WORK REQUIRED — Find and copy every line in the records that includes the string "microwave".

[Excerpts from a dataset]
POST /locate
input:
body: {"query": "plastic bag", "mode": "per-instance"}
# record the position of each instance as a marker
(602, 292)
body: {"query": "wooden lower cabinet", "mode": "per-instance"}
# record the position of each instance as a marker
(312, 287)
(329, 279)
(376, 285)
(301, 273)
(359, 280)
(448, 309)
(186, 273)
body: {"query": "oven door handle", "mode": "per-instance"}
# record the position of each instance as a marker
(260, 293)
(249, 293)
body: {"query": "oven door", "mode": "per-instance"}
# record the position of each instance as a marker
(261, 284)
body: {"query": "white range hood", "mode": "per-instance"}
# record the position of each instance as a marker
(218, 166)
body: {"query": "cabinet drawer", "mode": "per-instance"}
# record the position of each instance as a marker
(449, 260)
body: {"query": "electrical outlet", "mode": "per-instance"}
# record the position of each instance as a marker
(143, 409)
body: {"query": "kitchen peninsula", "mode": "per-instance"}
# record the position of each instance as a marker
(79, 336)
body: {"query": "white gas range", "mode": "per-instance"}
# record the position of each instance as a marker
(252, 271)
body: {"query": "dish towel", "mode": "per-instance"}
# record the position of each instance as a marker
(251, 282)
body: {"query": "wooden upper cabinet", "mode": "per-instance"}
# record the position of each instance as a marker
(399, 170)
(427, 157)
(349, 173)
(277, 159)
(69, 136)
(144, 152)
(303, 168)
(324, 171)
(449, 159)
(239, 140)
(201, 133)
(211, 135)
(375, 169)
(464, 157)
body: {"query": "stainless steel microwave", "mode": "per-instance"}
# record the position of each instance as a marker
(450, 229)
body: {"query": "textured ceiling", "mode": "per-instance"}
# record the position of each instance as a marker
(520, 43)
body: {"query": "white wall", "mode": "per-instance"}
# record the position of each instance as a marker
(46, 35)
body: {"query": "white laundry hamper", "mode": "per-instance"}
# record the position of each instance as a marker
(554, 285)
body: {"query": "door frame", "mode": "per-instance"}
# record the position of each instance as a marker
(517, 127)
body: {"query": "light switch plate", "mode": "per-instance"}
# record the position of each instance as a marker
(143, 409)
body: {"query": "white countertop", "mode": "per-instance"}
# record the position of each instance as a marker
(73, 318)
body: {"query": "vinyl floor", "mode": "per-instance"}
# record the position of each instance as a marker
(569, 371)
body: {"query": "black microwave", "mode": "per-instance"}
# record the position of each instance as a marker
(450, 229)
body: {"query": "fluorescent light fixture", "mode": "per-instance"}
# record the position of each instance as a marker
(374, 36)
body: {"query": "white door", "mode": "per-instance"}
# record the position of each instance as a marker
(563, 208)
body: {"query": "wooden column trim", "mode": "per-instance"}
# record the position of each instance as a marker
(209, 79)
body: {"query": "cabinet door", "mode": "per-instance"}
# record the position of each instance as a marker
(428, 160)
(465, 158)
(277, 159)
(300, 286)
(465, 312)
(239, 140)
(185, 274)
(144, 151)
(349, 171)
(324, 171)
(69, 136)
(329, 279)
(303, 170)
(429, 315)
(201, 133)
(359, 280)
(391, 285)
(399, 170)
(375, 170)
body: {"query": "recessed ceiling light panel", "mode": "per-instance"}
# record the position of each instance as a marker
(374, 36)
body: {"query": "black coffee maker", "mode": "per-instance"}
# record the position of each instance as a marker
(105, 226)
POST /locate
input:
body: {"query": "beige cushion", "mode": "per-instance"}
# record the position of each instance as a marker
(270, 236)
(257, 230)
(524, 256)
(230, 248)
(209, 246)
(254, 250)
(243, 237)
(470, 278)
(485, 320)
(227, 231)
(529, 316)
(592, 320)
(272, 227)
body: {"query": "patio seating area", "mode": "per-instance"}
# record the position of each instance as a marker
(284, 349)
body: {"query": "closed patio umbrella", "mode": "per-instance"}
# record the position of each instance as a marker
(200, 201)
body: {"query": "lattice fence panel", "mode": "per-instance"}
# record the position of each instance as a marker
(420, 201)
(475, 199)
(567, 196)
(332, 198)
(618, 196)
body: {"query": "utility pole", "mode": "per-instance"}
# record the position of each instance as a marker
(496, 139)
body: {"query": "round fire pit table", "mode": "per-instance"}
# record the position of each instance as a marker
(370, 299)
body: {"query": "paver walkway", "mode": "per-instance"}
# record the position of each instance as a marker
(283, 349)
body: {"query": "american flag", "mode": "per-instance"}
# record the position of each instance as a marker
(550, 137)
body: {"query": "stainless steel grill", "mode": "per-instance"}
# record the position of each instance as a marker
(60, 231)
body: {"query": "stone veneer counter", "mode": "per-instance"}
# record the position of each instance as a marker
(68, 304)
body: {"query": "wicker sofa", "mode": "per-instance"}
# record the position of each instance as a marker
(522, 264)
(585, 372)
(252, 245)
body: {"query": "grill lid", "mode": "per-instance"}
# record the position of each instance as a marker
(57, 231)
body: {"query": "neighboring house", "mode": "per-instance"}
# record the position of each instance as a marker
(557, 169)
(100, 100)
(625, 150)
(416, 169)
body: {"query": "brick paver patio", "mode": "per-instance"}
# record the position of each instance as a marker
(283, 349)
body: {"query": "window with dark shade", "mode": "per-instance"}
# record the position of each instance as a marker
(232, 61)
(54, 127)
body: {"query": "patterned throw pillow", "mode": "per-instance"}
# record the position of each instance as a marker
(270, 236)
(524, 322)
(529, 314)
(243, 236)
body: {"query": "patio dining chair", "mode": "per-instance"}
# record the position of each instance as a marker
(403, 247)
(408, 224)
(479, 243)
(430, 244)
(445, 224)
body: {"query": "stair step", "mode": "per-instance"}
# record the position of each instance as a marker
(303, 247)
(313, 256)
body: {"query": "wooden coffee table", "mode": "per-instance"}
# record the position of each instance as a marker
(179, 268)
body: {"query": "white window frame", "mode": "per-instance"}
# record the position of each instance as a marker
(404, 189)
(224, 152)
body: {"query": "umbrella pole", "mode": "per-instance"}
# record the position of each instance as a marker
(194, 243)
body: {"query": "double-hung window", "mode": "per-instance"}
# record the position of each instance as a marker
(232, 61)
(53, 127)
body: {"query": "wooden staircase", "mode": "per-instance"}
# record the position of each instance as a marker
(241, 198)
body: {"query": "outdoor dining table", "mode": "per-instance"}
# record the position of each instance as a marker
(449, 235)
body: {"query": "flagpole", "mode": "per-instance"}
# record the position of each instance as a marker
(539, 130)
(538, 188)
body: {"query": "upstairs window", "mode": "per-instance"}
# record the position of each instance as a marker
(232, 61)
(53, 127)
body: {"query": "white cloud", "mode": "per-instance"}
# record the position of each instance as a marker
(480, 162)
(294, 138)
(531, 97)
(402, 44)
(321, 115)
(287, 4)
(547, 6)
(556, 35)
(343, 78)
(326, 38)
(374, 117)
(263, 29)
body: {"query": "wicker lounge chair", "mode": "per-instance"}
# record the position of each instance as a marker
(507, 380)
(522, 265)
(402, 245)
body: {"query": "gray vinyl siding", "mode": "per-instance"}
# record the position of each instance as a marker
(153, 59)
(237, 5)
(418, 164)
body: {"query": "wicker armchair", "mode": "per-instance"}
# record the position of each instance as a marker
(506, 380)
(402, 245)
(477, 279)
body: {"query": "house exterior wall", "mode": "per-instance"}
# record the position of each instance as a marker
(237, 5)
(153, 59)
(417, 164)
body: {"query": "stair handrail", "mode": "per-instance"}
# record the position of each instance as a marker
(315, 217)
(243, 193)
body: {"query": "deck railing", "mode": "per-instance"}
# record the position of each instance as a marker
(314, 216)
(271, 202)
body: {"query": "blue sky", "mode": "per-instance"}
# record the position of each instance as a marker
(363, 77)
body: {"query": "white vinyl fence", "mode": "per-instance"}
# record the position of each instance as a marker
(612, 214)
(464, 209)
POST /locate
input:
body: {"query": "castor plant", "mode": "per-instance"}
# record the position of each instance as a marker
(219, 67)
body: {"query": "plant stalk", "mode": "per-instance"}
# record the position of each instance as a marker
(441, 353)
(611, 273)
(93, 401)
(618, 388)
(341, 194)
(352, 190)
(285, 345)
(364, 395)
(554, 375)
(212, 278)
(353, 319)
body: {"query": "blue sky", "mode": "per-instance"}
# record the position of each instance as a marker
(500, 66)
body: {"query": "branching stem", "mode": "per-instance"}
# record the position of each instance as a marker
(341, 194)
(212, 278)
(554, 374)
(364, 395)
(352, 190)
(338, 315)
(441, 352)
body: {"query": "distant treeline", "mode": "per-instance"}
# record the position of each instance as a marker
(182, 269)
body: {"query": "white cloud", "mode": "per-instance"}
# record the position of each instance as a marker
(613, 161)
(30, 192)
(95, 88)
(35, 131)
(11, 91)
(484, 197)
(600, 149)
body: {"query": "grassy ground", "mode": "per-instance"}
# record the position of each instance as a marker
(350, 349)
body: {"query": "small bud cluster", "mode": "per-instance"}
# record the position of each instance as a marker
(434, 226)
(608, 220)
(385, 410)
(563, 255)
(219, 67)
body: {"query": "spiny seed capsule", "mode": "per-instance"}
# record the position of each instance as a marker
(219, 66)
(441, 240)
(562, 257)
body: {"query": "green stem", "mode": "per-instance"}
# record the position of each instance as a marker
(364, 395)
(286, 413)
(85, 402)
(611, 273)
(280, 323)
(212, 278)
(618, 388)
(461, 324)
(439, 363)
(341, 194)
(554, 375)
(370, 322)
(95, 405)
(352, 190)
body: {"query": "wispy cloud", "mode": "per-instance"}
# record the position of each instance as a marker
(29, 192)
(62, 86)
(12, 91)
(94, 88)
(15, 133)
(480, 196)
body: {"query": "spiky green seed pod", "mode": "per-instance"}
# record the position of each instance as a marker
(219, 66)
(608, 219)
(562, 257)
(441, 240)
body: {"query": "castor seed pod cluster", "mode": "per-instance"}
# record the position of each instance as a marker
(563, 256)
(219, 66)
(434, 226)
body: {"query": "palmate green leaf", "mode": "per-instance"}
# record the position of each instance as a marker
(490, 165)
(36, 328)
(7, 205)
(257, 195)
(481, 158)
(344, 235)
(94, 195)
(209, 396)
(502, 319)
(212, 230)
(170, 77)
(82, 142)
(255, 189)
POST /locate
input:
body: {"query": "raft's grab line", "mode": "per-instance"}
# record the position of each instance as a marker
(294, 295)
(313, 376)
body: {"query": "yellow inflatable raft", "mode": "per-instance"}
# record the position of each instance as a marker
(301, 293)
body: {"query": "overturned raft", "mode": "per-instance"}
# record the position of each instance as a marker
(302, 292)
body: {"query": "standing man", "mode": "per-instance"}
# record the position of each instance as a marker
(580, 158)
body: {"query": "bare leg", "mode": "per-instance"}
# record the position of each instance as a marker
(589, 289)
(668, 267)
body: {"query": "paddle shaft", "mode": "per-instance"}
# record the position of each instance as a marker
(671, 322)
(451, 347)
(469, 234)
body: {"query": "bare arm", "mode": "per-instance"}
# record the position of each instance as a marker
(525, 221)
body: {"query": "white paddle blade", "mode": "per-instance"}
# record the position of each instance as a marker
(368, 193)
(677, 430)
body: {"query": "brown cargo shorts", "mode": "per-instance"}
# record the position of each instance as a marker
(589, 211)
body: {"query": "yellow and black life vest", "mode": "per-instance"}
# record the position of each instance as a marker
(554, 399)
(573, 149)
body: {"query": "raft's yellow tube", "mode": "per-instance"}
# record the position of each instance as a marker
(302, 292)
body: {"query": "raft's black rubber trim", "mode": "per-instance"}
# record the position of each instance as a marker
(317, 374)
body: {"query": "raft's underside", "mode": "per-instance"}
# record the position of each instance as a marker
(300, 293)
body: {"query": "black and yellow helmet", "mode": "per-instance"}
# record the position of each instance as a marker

ANSWER TO THIS PROBLEM —
body: {"query": "stainless steel microwave", "mode": "per-instance"}
body: {"query": "black microwave", "mode": "per-instance"}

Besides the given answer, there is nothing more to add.